**Your goal:**
Turn every line of the records below into a numbered list, skipping blank lines and leaving the pictures out.

**Data to use:**
↓↓↓
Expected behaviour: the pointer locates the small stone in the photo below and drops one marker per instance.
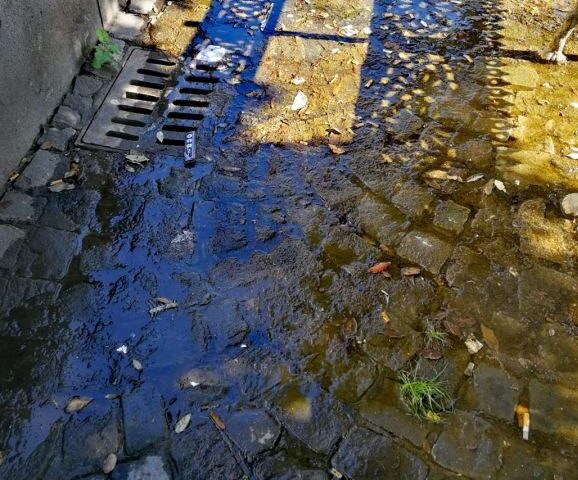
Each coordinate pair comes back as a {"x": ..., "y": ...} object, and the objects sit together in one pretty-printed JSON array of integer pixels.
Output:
[
  {"x": 44, "y": 167},
  {"x": 426, "y": 250},
  {"x": 66, "y": 117},
  {"x": 17, "y": 207},
  {"x": 254, "y": 431},
  {"x": 414, "y": 200},
  {"x": 57, "y": 139},
  {"x": 80, "y": 104},
  {"x": 87, "y": 85},
  {"x": 521, "y": 75},
  {"x": 451, "y": 216},
  {"x": 570, "y": 205}
]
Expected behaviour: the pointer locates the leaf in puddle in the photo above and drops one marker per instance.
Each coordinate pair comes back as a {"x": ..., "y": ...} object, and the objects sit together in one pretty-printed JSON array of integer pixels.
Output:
[
  {"x": 299, "y": 102},
  {"x": 473, "y": 344},
  {"x": 452, "y": 328},
  {"x": 385, "y": 317},
  {"x": 76, "y": 404},
  {"x": 217, "y": 421},
  {"x": 490, "y": 337},
  {"x": 475, "y": 178},
  {"x": 336, "y": 150},
  {"x": 488, "y": 187},
  {"x": 183, "y": 423},
  {"x": 109, "y": 463},
  {"x": 379, "y": 267},
  {"x": 431, "y": 354},
  {"x": 137, "y": 159},
  {"x": 500, "y": 185},
  {"x": 410, "y": 271}
]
↑↑↑
**Output of the task:**
1. Expected behaviour: the pointer locates the small stone in the photo below and drops one marker per instance.
2. Each coordinate pair comes back as a {"x": ..., "y": ...} object, and the objects sit together in one pretty-printed JSON array of integer pixels.
3. Output:
4. [
5.   {"x": 44, "y": 167},
6.   {"x": 426, "y": 250},
7.   {"x": 66, "y": 117},
8.   {"x": 17, "y": 207},
9.   {"x": 254, "y": 431},
10.   {"x": 414, "y": 200},
11.   {"x": 57, "y": 139},
12.   {"x": 80, "y": 104},
13.   {"x": 87, "y": 85},
14.   {"x": 521, "y": 75},
15.   {"x": 451, "y": 216},
16.   {"x": 570, "y": 205}
17. ]
18. Expected behaviour: the pointer locates the leaf in puddle in the photo above and drops one marker per instance.
19. Each coordinate pair comes back as a {"x": ..., "y": ...} object, and the objects sit together in one pretty-printed JSON array of integer pixels.
20. Output:
21. [
22.   {"x": 299, "y": 102},
23.   {"x": 473, "y": 344},
24.   {"x": 452, "y": 328},
25.   {"x": 385, "y": 317},
26.   {"x": 76, "y": 404},
27.   {"x": 217, "y": 421},
28.   {"x": 490, "y": 337},
29.   {"x": 475, "y": 178},
30.   {"x": 336, "y": 150},
31.   {"x": 488, "y": 187},
32.   {"x": 183, "y": 423},
33.   {"x": 109, "y": 463},
34.   {"x": 379, "y": 267},
35.   {"x": 431, "y": 354},
36.   {"x": 137, "y": 159},
37.   {"x": 500, "y": 185},
38.   {"x": 410, "y": 271}
39. ]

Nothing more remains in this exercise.